Reproduce word for word every line below, from the line with "In which part of this photograph is the dark backdrop?" through the line with "(16, 86), (27, 97)", including both of those lines.
== == ==
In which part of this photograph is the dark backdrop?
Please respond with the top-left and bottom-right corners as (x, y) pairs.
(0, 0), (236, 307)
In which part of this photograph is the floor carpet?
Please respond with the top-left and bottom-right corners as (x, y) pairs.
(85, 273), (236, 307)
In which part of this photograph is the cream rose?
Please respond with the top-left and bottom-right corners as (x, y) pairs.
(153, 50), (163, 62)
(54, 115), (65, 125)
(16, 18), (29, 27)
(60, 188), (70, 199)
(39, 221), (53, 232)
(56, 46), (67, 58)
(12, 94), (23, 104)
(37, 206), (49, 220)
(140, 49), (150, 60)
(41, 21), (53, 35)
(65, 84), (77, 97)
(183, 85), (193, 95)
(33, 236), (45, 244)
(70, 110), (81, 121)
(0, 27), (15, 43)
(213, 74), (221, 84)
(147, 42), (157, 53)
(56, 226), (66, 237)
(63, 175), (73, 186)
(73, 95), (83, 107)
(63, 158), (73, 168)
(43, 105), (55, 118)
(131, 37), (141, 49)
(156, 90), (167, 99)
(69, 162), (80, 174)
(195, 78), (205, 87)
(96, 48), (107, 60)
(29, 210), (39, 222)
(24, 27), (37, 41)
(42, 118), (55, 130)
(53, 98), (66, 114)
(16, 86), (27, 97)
== == ==
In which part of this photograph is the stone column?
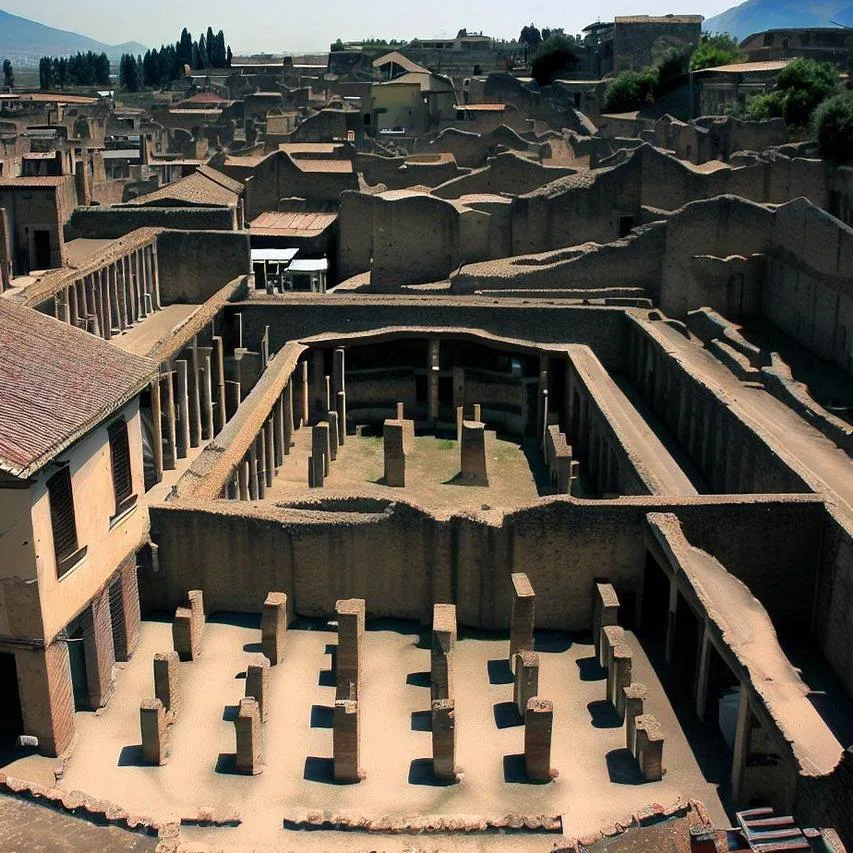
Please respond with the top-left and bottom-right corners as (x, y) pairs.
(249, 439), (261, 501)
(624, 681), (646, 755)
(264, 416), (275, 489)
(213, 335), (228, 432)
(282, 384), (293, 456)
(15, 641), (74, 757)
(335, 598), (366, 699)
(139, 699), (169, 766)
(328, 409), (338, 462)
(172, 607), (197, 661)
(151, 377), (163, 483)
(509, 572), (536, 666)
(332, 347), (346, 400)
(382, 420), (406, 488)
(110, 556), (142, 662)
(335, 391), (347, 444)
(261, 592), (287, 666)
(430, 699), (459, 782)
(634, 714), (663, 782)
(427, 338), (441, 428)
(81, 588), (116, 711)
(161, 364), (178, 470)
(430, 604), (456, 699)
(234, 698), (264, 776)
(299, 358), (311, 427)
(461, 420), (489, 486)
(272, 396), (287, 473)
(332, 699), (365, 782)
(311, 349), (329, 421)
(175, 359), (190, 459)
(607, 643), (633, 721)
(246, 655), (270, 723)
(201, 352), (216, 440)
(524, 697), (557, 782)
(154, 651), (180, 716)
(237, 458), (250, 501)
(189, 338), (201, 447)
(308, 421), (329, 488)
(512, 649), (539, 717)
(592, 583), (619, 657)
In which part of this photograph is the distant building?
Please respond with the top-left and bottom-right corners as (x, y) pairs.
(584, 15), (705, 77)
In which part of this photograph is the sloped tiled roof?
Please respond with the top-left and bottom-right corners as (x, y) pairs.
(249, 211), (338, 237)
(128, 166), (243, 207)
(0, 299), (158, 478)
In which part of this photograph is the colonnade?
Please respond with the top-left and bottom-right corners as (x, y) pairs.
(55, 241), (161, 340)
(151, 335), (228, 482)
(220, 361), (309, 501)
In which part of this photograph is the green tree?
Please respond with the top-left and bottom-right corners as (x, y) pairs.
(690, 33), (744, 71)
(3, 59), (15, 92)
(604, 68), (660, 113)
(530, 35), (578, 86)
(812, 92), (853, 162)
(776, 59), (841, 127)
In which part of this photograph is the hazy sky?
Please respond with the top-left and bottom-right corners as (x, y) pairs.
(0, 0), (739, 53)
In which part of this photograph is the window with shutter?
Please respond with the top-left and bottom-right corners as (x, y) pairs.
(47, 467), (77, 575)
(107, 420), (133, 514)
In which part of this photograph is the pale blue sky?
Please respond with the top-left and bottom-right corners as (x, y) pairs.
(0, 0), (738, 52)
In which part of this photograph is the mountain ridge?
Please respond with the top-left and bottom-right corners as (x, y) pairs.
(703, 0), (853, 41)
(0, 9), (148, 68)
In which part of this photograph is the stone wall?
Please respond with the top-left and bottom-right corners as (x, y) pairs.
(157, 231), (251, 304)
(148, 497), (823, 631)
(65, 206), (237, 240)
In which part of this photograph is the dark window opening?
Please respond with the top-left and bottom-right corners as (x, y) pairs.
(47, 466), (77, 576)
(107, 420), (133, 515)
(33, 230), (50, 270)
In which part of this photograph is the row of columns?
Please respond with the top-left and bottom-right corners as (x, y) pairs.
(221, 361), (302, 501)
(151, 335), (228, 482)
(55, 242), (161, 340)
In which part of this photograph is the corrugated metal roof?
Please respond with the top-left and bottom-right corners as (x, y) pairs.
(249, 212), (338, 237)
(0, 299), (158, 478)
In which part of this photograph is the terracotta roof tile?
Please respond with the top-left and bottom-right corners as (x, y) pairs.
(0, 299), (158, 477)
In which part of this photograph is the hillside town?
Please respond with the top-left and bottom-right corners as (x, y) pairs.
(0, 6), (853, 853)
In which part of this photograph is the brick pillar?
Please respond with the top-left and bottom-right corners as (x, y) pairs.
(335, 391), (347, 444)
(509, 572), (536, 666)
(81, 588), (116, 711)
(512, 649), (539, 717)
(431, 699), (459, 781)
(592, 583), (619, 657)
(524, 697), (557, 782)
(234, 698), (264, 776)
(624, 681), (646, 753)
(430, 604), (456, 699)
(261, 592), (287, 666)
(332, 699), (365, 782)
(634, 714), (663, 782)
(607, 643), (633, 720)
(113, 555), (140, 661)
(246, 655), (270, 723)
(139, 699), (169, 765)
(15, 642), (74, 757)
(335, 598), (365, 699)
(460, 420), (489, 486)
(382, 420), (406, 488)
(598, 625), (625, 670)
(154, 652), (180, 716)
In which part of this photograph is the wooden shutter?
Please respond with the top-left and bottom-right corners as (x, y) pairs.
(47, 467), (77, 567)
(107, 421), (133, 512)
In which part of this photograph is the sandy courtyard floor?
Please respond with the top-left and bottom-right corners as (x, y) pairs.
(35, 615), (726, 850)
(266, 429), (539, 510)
== == ==
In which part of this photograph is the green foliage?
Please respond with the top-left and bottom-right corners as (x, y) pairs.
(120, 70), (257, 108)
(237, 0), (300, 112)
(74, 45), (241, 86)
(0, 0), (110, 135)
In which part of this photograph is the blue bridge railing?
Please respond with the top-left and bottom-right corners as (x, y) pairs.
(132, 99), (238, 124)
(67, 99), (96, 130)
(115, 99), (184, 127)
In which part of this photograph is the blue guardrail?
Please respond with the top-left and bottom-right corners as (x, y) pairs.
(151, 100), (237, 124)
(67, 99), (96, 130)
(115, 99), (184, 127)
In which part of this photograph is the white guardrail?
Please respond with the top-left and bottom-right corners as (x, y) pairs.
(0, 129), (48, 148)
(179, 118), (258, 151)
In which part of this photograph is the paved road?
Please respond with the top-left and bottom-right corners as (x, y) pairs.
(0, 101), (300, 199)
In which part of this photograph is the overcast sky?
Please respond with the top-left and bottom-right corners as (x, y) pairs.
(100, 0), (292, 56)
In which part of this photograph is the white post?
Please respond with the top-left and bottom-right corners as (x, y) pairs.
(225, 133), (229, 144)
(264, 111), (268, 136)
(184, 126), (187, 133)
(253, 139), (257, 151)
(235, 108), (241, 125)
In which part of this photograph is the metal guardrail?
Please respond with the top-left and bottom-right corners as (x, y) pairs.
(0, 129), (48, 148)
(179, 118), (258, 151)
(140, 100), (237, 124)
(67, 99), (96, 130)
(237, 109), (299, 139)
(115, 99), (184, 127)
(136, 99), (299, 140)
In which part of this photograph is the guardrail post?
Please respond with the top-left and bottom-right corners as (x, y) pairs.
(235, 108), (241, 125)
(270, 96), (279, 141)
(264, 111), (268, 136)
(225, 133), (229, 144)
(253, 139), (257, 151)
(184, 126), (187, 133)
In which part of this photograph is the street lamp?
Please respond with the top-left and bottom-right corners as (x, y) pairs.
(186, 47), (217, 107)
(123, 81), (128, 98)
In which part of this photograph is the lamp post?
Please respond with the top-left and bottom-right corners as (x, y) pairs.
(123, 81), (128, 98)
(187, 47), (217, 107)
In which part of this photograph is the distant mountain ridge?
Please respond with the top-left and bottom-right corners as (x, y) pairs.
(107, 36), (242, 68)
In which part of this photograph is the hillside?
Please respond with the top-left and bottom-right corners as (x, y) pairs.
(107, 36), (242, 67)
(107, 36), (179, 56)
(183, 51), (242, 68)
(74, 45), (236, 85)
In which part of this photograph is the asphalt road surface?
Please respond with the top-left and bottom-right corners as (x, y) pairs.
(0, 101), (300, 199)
== == ==
FULL OUTPUT →
In which part of this photograph is the dark backdrop?
Please respond with the top-left and bottom-right corners as (x, y) pairs.
(0, 0), (236, 307)
In which part of this photograph is the floor carpet?
Please respond with the top-left and bottom-right corners as (x, y) pairs.
(85, 273), (236, 307)
In which part of this photograph is the cream rose?
Please respond with the top-left and bottom-right corners as (x, y) pairs.
(153, 50), (163, 62)
(54, 115), (65, 125)
(16, 18), (29, 27)
(60, 188), (70, 199)
(39, 221), (53, 232)
(56, 46), (67, 58)
(12, 94), (23, 104)
(37, 206), (49, 220)
(140, 49), (150, 60)
(41, 21), (53, 35)
(65, 84), (77, 97)
(183, 85), (193, 95)
(33, 236), (45, 244)
(70, 110), (81, 121)
(0, 27), (15, 43)
(213, 74), (221, 84)
(147, 42), (157, 53)
(56, 226), (66, 237)
(63, 175), (73, 186)
(73, 95), (83, 107)
(63, 158), (73, 168)
(43, 105), (55, 118)
(131, 37), (141, 49)
(156, 90), (167, 99)
(69, 162), (80, 174)
(195, 78), (205, 87)
(96, 48), (107, 60)
(29, 210), (39, 222)
(24, 27), (37, 41)
(42, 118), (55, 130)
(53, 98), (66, 114)
(16, 86), (27, 97)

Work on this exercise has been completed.